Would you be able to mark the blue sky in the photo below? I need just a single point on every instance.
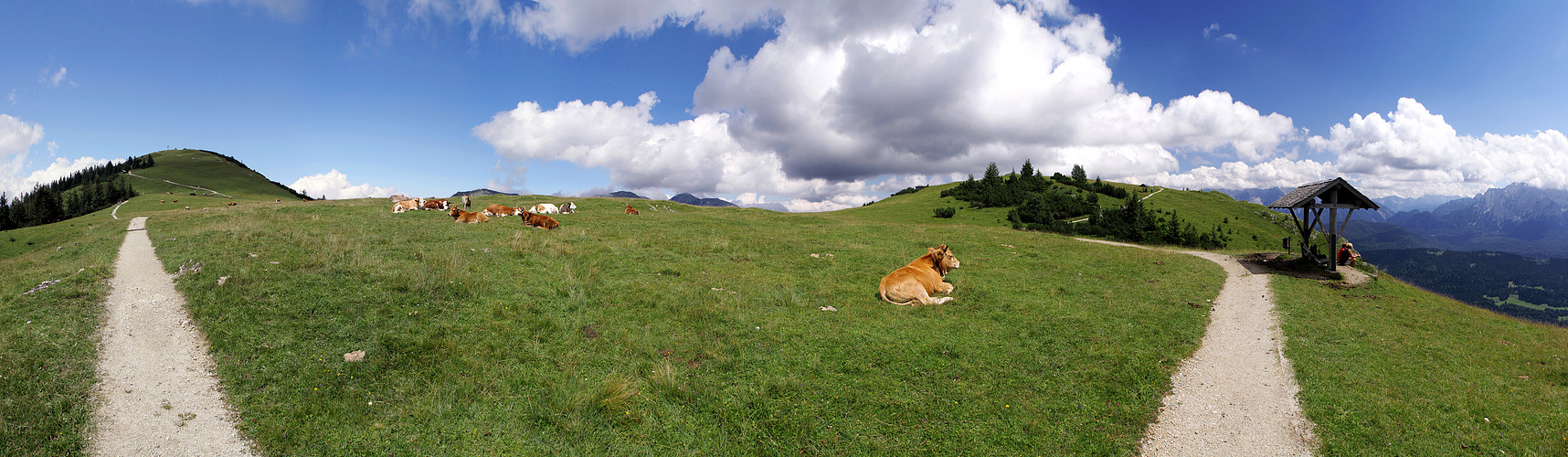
(810, 104)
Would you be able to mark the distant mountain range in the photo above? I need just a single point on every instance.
(1501, 250)
(1388, 206)
(683, 198)
(482, 192)
(1535, 290)
(1518, 218)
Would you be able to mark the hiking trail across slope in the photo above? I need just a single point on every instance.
(1236, 395)
(157, 393)
(181, 184)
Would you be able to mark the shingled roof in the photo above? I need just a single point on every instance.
(1335, 192)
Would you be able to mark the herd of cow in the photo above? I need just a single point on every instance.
(534, 217)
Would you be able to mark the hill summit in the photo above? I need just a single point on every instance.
(482, 192)
(692, 200)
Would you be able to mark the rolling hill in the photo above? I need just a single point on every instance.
(707, 330)
(207, 170)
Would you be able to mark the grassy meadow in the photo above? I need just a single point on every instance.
(689, 332)
(48, 356)
(709, 332)
(1391, 369)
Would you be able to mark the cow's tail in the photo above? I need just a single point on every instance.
(883, 294)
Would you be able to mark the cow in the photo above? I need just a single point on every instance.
(538, 220)
(440, 203)
(916, 282)
(468, 217)
(403, 206)
(499, 211)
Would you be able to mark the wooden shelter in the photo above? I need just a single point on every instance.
(1313, 200)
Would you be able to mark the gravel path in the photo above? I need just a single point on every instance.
(157, 393)
(1236, 395)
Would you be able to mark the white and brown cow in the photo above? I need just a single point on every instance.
(440, 203)
(400, 206)
(538, 220)
(468, 217)
(501, 211)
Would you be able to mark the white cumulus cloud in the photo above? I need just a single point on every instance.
(1413, 148)
(16, 139)
(334, 186)
(1408, 151)
(852, 91)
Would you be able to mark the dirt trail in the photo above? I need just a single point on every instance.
(157, 393)
(179, 184)
(1236, 395)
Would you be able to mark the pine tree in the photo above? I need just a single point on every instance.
(5, 212)
(993, 176)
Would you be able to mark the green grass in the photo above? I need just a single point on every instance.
(1239, 218)
(1390, 369)
(700, 332)
(1253, 228)
(48, 338)
(690, 332)
(203, 168)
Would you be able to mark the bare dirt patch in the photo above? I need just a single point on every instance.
(157, 393)
(1236, 395)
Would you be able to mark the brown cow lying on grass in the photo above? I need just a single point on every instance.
(499, 209)
(916, 282)
(538, 220)
(405, 206)
(468, 217)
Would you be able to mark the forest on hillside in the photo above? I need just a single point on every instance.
(1534, 290)
(82, 192)
(1071, 205)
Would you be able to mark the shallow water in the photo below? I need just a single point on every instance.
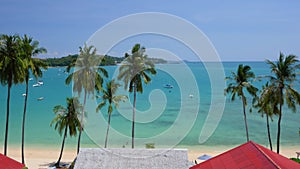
(165, 116)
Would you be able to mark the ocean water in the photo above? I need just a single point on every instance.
(165, 116)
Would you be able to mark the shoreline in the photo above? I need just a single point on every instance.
(42, 157)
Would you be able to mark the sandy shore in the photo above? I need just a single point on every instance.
(43, 157)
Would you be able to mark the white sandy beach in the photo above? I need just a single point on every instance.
(41, 158)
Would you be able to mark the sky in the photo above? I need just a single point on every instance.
(239, 30)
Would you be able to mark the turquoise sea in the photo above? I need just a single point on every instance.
(166, 116)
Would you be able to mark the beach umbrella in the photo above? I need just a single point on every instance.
(8, 163)
(204, 157)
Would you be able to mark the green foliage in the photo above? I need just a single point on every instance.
(106, 60)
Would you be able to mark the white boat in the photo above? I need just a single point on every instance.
(168, 86)
(36, 85)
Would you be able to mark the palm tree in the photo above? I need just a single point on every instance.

→ Goal
Copy every one of the lines above word for word, in the order they appear. Leave the pictures out of your copy.

→ Task result
Would you be able to mark the blue sky in the photo below? I need just a single point on every instance.
(810, 104)
Would you be able to mark the distant mountain range in the photo above? I need just a single point on every instance.
(1501, 250)
(1388, 206)
(683, 198)
(482, 192)
(1535, 290)
(1518, 218)
Would you be able to mark the hiking trail across slope in the photo above? I need just a single point on every instance.
(1236, 395)
(157, 393)
(181, 184)
Would you be able to mark the shingled roof in the photo above? I need just a single point on every instance.
(1335, 192)
Would you be able to mark the herd of cow in the photo above? I need just a single point on every instance.
(534, 217)
Would you be able to mark the hill summit in the photo above? I need just a single point on every instance.
(482, 192)
(692, 200)
Would you be able to mark the rolling hill in the photo above? I need just a single point on every instance.
(707, 330)
(207, 170)
Would you be able to mark the grassy meadow in the photo above? I need just a single point on every instance.
(689, 332)
(48, 356)
(709, 332)
(1391, 369)
Would you be able to mark the cow's tail in the photo above? I need just a single point on every instance.
(883, 294)
Would you be able to mark the cow in the photo above? I need just a single point on every instance.
(538, 220)
(440, 203)
(916, 282)
(468, 217)
(403, 206)
(499, 211)
Would you be able to mark the wooden shelter in the photo above? I need just a single point on every instance.
(1313, 200)
Would you be able to mark the gravel path in the photo above? I need just a single point on every instance.
(157, 393)
(1236, 395)
Would you be able to mark the white and brown cow in the photo above? I need just a single point on every instance.
(440, 203)
(400, 206)
(538, 220)
(468, 217)
(501, 211)
Would you be able to mark the white cumulus cloud in the photo above? I need just a single point on every instance.
(1413, 148)
(16, 139)
(334, 186)
(1408, 151)
(852, 91)
Would you be able to mark the dirt trail in the photo above? I need just a single point on every instance.
(157, 393)
(179, 184)
(1236, 395)
Would you be able to mark the pine tree in the photo above? I need just a single point on every instance.
(5, 212)
(993, 176)
Would you be able to mark the green grass in the photo above? I need just a single point on every instance.
(1239, 218)
(1390, 369)
(700, 332)
(1253, 228)
(48, 338)
(690, 332)
(203, 168)
Would you be able to mark the bare dirt patch in the photo above? I need just a single point on every instance.
(157, 393)
(1236, 395)
Would you be able to mark the brown cow lying on grass in the photo above? I need just a single point on every instance.
(499, 209)
(916, 282)
(538, 220)
(405, 206)
(468, 217)
Would you be able to mark the forest on hillside in the photo above? I need just a single point on every instance.
(1534, 290)
(82, 192)
(1071, 205)
Would you be able to mark the shallow water in the photo below? I need just a single point on every instance.
(165, 116)
Would you be able to mark the ocean water in the photo above? I need just a single point on every instance.
(165, 116)
Would you be able to mark the shoreline in the photo above? I need just a single point on every instance.
(42, 157)
Would you be able to mark the sandy shore in the photo above? I need just a single point on every instance.
(43, 157)
Would you be able to mark the white sandy beach in the photo above? I need just a single point on every instance.
(41, 158)
Would you be able to mark the sky in the photo above? I need just a single point on every instance.
(239, 30)
Would you be able to mark the turquoise sea in the photo above? I need just a single point on every instance.
(166, 116)
Would you be able to mark the beach umbrella in the photo above? I need just a single point on every instance.
(8, 163)
(204, 157)
Would you be able to mark the green foliage in the photo above? I need just a single point on every instance.
(106, 60)
Would you be able to mark the white boat in the photo above? I need just a single point on every instance.
(168, 86)
(36, 85)
Would you be able to mark the palm tree in the photo above? I need just a single point on every instance.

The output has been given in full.